• [RECORDED DATA]:

-- begin --

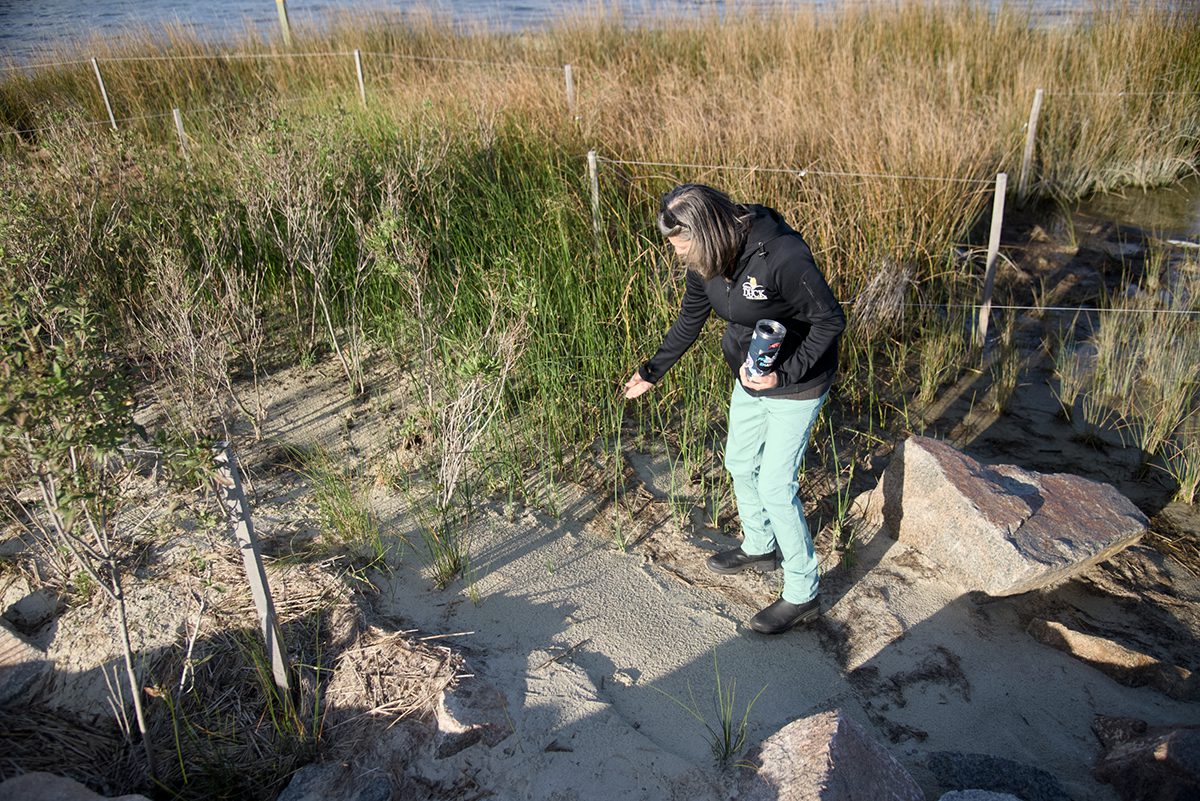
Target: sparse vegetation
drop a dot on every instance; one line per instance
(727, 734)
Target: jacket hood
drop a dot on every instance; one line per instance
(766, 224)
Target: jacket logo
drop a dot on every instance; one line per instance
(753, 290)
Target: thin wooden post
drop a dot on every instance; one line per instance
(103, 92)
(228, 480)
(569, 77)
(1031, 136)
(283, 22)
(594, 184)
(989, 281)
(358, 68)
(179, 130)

-- end --

• [STATED GOAL]:
Write out all the items again with "drop a dot" replaced by "place a point" everywhere it occurs, leaving the rest unchanged. Omit the pictures from your answer.

• [RESPONSE]:
Target: sparse vegetation
place a point on every instance; one line per instance
(727, 734)
Target: jacket hood
place a point on every instance; one line per instance
(766, 224)
Target: jacket logo
place a point on every instance; one line per instance
(753, 290)
Target: thin wooden post
place a point on every instance; one line per instance
(103, 92)
(228, 480)
(569, 77)
(1031, 136)
(283, 22)
(594, 184)
(989, 281)
(358, 68)
(179, 130)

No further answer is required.